Information shown
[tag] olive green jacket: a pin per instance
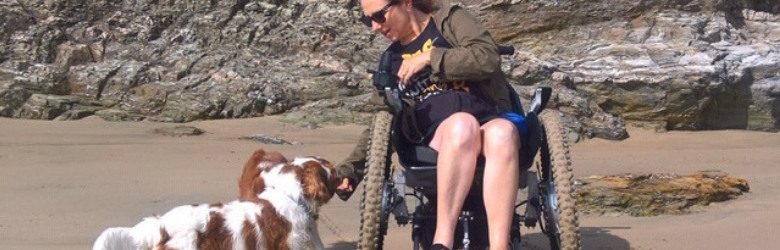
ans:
(474, 57)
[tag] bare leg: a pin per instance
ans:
(458, 142)
(501, 150)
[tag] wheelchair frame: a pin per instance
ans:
(550, 202)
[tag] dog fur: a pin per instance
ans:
(278, 205)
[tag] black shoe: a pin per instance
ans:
(439, 247)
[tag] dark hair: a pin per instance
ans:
(426, 6)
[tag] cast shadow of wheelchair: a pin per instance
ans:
(591, 237)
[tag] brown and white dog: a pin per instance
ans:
(277, 209)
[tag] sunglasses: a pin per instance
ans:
(379, 16)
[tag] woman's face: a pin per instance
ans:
(397, 21)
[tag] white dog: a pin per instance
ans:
(277, 209)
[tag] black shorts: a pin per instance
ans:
(434, 109)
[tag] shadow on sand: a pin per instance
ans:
(591, 238)
(343, 245)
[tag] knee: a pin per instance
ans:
(460, 128)
(501, 133)
(460, 125)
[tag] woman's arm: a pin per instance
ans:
(473, 56)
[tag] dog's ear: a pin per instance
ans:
(316, 181)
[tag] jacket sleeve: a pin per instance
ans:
(473, 56)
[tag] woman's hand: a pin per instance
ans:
(345, 189)
(412, 65)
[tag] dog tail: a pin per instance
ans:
(119, 238)
(145, 235)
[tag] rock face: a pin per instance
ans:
(667, 64)
(694, 64)
(655, 194)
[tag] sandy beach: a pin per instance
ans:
(63, 182)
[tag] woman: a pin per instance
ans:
(458, 111)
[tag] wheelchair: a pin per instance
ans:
(546, 173)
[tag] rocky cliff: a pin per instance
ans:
(668, 64)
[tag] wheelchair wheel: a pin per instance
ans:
(373, 220)
(559, 211)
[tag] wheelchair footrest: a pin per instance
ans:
(531, 215)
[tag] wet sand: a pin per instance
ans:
(64, 182)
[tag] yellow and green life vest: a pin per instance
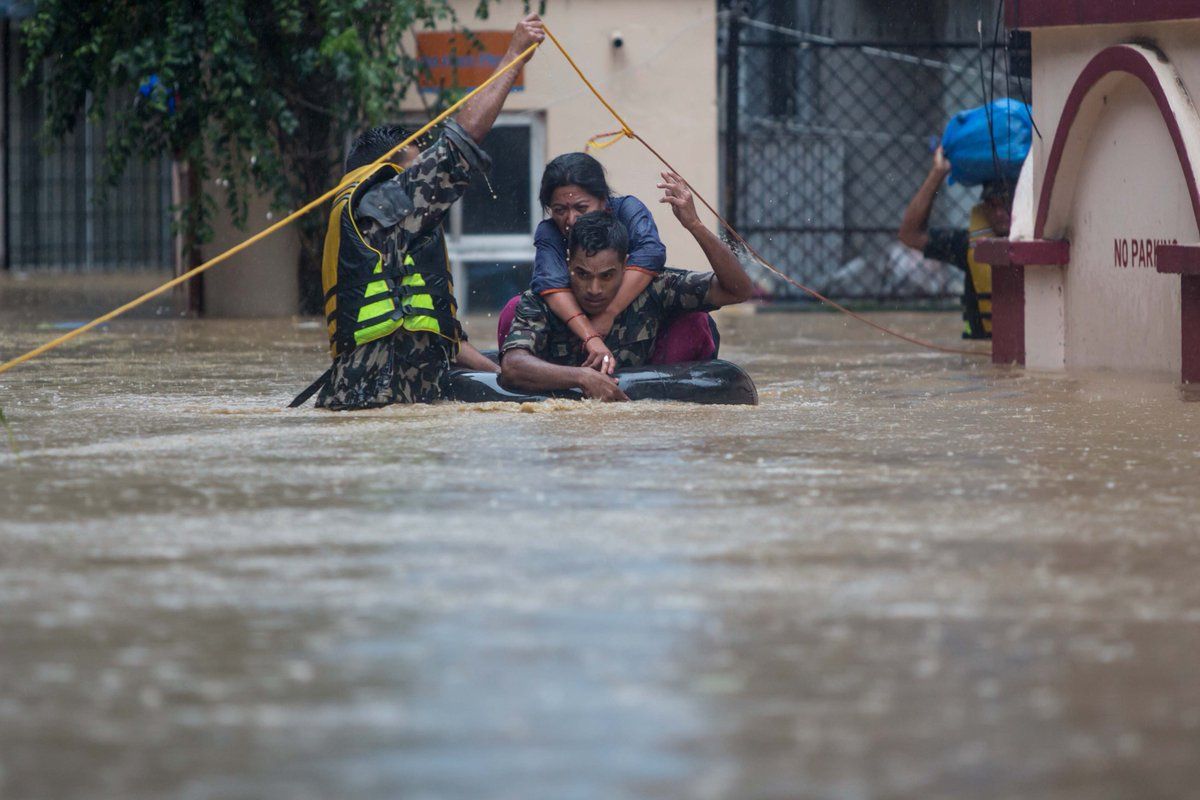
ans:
(366, 298)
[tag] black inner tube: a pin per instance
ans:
(712, 383)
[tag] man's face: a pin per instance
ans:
(595, 278)
(406, 157)
(999, 210)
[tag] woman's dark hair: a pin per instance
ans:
(573, 168)
(599, 230)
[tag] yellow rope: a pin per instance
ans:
(601, 140)
(627, 132)
(624, 126)
(267, 232)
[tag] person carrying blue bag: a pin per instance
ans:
(983, 146)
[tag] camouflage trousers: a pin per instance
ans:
(403, 367)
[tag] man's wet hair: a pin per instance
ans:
(595, 232)
(372, 144)
(574, 169)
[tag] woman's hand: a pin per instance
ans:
(599, 356)
(678, 196)
(941, 163)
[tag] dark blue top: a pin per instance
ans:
(646, 250)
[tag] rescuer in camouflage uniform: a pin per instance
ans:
(400, 216)
(540, 353)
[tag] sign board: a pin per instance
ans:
(456, 60)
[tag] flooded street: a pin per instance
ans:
(904, 575)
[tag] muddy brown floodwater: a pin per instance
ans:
(905, 575)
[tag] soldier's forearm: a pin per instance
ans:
(523, 371)
(478, 116)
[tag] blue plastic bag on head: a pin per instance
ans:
(967, 143)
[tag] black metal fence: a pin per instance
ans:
(57, 212)
(827, 139)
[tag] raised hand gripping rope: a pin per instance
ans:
(611, 138)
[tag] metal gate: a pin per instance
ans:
(827, 139)
(57, 212)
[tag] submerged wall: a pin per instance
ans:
(1114, 174)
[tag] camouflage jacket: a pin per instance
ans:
(396, 216)
(631, 340)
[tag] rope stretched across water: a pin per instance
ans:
(262, 234)
(625, 131)
(610, 138)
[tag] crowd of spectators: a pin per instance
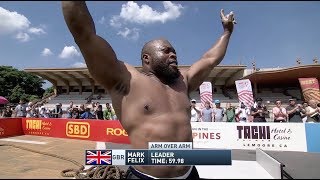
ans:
(296, 113)
(95, 110)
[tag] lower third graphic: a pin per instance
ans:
(98, 157)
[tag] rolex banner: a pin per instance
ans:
(310, 88)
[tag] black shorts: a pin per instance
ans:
(134, 174)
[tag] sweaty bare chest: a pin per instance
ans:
(159, 98)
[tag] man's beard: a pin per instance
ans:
(166, 73)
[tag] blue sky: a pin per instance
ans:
(34, 34)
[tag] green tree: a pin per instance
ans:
(16, 84)
(48, 91)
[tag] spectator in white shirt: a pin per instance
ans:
(195, 112)
(242, 113)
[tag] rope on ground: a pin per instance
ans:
(94, 172)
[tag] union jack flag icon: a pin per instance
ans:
(98, 157)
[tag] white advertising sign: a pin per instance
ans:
(267, 136)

The task
Write out the items again, starting with the line that contains "[tag] soldier's forearm: a pin per instance" and going on through the last item, requests included, with every coordinate in the answers multiplied by 1.4 and rounded to a whole number, halves rounded up. Leave the pictures out.

Full solution
[tag] soldier's forearm: a pin per instance
ans:
(732, 519)
(669, 162)
[tag] blue plastic bag on head: a pin per instance
ans:
(1354, 200)
[tag] black metal fence: a pin per instance
ans:
(80, 297)
(1158, 195)
[tag] raised hand gripping rope: a pin per instance
ans:
(855, 193)
[tag] metal gate: a pin per instance
ans:
(1158, 195)
(80, 297)
[tag] submerged wall: a pin per instance
ans:
(1560, 244)
[tag] camouflage jacket: a pin per instance
ans:
(554, 302)
(883, 476)
[tag] rope stretched across water: a pin per instance
ans:
(367, 328)
(875, 183)
(854, 193)
[tag] crowd of spectators: a pin per instance
ans:
(414, 158)
(133, 154)
[tag] lower third graphic: a pin per instance
ans:
(137, 220)
[tag] rolex banner: a pin per instance
ans:
(434, 123)
[tag] black shorts: a pin per instance
ans:
(188, 244)
[tag] sweaty bare chest: a pin per instance
ans:
(223, 137)
[tag] man's beard: a pin per instance
ans:
(232, 102)
[tag] blue sky: a pin per instance
ans:
(48, 48)
[tag] green tree: a pin per instance
ans:
(22, 118)
(67, 127)
[tag] spectator in white shirt: a pin per instance
ans:
(273, 157)
(339, 158)
[tag] rope on ground: a pin per instance
ans:
(132, 241)
[tag] union jack flag icon: a pin per instance
ans:
(137, 220)
[tag] white advertising sign: a pin per instance
ans:
(374, 190)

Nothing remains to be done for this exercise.